** Start of Input rows **

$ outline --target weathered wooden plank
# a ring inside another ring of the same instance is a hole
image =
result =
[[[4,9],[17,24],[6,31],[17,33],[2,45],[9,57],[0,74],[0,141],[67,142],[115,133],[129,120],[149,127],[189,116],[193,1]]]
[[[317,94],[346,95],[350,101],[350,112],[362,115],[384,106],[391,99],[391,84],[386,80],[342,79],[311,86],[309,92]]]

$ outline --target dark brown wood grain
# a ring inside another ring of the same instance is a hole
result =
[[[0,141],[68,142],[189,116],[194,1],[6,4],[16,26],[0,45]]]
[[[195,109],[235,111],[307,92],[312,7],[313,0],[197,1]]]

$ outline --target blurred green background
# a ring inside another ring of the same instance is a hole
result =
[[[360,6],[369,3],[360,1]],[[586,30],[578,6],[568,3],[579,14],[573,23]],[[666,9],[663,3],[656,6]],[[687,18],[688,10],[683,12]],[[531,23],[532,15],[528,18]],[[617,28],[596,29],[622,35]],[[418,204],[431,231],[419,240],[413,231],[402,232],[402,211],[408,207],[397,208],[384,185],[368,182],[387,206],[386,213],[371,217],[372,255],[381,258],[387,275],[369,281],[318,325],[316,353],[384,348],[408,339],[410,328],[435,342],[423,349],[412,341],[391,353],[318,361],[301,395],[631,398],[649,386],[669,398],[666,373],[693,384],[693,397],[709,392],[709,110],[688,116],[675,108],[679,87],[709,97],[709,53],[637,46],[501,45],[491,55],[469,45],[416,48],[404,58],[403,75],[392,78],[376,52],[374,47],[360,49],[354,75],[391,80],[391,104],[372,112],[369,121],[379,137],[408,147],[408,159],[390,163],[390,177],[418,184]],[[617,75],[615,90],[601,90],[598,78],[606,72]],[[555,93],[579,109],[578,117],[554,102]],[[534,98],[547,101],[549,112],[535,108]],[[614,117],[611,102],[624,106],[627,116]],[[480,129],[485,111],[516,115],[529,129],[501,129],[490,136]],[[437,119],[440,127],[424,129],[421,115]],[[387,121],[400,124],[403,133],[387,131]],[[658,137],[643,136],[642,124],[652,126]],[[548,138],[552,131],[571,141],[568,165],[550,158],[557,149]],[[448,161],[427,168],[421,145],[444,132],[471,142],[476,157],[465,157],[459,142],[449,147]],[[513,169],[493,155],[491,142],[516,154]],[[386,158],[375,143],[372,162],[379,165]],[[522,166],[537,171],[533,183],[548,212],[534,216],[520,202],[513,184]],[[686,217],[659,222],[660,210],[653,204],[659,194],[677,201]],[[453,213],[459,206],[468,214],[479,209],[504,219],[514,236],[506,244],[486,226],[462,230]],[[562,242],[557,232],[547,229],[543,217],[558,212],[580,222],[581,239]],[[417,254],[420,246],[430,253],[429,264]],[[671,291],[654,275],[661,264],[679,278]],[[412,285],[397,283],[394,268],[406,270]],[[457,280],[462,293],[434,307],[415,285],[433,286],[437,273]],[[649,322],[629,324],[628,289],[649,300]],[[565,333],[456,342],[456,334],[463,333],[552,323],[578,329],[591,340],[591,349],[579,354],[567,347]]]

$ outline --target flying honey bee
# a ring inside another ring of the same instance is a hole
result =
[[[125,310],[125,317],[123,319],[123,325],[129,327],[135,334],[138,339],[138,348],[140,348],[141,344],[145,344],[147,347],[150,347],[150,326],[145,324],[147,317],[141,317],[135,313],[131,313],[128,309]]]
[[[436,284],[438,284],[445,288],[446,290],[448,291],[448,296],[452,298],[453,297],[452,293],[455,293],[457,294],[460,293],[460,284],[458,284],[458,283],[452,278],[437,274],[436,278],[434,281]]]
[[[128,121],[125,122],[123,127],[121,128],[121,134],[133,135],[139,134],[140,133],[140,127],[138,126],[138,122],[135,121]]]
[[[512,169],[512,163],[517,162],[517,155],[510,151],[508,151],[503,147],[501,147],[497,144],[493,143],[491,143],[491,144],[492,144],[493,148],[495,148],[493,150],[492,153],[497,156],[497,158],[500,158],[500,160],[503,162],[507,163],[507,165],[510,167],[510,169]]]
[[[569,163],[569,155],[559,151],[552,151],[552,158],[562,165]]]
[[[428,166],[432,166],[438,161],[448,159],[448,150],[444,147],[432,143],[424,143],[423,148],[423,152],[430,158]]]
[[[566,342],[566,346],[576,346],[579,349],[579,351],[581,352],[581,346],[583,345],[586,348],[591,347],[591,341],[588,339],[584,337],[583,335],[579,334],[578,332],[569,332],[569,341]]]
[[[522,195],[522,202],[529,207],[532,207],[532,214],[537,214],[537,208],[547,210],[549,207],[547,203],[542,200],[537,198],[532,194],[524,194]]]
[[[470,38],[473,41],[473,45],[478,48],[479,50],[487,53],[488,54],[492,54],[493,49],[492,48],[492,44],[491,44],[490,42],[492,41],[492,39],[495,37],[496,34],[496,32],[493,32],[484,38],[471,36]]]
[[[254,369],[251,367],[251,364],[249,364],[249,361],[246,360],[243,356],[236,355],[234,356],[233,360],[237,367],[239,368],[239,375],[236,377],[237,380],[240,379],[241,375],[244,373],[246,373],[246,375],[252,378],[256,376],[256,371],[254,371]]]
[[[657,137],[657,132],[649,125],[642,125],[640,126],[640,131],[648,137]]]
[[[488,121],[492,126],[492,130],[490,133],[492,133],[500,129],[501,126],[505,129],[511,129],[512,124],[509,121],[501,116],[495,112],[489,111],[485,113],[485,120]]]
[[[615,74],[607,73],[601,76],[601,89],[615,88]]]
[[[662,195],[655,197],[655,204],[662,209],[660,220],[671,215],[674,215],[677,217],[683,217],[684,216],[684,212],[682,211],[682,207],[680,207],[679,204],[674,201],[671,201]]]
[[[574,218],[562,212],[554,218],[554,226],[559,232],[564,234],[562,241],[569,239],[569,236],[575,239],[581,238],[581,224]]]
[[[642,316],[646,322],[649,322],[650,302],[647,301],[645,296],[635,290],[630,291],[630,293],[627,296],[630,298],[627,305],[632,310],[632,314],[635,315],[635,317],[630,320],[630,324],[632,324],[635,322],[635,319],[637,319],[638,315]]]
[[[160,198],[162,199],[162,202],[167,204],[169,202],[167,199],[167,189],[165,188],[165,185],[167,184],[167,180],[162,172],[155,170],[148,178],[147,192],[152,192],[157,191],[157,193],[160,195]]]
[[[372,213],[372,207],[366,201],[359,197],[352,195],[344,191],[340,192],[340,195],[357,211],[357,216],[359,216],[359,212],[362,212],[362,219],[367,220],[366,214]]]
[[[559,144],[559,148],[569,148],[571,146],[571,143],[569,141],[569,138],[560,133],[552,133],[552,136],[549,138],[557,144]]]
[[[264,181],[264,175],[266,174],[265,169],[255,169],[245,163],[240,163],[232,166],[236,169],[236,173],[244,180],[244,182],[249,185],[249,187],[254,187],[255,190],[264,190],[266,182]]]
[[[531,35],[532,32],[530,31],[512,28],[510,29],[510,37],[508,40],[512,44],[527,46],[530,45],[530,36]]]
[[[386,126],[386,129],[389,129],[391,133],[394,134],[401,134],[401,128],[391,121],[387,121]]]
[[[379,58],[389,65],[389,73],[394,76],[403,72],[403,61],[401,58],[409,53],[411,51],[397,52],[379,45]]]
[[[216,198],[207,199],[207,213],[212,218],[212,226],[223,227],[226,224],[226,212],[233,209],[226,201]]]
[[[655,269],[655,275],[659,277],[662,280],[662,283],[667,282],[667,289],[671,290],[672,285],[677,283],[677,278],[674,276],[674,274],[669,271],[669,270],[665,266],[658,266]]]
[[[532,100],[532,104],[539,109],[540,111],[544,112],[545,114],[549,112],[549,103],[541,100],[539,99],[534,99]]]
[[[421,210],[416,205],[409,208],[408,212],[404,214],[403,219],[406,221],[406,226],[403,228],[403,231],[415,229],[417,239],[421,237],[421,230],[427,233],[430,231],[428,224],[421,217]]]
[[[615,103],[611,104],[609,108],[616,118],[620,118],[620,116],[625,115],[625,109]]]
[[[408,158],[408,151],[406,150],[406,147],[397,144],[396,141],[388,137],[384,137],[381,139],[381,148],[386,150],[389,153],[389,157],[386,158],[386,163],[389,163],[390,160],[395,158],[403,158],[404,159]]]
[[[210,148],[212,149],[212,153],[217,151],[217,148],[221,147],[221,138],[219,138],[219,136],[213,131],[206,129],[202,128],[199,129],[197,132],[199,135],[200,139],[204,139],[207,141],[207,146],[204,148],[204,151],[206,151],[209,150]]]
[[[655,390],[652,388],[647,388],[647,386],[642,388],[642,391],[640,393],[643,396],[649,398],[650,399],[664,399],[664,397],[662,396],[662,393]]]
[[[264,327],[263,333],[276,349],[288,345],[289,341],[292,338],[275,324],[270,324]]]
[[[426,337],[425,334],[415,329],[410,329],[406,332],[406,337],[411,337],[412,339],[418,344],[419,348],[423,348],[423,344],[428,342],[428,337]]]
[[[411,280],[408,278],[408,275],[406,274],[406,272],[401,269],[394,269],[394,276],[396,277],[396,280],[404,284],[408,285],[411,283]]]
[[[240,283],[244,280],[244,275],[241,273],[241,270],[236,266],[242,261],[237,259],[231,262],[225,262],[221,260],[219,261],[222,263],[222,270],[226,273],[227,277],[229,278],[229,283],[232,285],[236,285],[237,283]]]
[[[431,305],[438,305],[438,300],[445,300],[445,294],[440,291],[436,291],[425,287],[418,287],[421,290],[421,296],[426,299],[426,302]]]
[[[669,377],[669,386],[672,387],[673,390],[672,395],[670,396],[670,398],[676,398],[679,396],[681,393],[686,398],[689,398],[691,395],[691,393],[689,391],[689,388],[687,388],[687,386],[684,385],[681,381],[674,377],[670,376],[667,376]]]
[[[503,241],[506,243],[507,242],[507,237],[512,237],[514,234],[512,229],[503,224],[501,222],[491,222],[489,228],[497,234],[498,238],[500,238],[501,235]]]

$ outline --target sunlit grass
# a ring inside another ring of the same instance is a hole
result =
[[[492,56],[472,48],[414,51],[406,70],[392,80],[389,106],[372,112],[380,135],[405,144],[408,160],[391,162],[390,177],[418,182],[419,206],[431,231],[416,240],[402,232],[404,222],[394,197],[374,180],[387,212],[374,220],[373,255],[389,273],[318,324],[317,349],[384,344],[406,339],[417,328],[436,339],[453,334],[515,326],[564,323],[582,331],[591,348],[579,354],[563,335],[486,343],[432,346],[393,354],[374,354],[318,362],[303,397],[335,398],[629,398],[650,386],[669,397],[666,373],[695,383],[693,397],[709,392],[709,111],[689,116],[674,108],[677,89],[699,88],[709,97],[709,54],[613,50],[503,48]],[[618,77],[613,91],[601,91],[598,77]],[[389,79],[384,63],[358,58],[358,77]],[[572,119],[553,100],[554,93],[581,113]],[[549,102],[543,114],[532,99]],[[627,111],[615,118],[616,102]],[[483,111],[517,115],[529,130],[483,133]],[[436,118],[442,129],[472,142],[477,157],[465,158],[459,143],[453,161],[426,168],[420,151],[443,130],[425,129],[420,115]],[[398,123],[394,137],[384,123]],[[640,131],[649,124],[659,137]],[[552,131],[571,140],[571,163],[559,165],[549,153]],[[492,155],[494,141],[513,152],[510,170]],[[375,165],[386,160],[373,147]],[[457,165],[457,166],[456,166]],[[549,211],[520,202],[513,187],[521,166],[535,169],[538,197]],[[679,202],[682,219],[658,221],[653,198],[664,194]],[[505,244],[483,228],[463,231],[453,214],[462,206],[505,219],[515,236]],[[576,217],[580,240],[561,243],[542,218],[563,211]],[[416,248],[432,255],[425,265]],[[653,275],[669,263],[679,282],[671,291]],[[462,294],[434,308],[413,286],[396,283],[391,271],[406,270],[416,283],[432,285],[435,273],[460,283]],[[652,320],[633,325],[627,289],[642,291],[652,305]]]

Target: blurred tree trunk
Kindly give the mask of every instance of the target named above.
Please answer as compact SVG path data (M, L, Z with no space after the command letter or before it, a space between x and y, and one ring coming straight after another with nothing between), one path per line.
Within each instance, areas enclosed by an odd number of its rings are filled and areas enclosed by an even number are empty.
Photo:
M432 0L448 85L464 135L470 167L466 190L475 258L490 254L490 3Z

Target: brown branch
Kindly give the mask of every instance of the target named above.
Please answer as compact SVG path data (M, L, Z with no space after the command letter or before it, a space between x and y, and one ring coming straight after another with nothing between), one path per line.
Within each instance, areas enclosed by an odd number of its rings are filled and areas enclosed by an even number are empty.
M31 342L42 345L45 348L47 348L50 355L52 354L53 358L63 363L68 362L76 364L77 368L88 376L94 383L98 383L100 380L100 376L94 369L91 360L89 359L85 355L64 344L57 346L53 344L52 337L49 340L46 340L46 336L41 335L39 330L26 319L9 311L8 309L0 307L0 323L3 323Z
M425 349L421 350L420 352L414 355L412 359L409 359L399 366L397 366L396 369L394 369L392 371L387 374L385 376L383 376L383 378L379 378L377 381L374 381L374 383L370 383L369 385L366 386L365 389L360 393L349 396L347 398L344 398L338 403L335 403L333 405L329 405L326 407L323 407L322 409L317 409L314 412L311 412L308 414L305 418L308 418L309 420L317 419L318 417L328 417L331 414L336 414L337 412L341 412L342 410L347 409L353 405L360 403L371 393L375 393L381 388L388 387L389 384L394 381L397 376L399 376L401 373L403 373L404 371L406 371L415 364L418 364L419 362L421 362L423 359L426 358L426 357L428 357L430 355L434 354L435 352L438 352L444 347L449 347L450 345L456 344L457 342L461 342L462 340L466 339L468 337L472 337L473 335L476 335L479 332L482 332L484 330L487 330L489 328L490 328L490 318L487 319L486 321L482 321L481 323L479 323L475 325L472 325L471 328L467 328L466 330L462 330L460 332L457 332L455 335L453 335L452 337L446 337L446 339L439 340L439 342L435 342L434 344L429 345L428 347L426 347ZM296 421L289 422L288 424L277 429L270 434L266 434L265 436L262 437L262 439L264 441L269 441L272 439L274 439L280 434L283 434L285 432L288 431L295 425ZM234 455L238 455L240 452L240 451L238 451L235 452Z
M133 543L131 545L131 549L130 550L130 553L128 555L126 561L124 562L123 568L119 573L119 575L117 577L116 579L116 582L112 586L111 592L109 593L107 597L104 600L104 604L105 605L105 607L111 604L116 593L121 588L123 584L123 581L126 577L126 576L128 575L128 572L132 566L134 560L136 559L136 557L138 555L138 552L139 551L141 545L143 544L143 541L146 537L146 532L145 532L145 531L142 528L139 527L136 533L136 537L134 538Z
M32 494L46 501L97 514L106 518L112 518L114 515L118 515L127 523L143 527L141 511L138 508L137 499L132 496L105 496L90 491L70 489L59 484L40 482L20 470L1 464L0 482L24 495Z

** End of Input rows **

Return, unaltered, the part of the entries that begins with the line containing "brown wood grain" and ends with the line containing "[[[195,109],[235,111],[307,92],[312,7],[313,0],[197,1]]]", including both of those lines.

$ outline --target dark brown wood grain
# a ring inside another ring of the same instance is a hole
result =
[[[0,141],[68,142],[189,116],[194,1],[6,4],[16,26],[0,45]]]
[[[195,109],[235,111],[307,92],[312,7],[313,0],[197,1]]]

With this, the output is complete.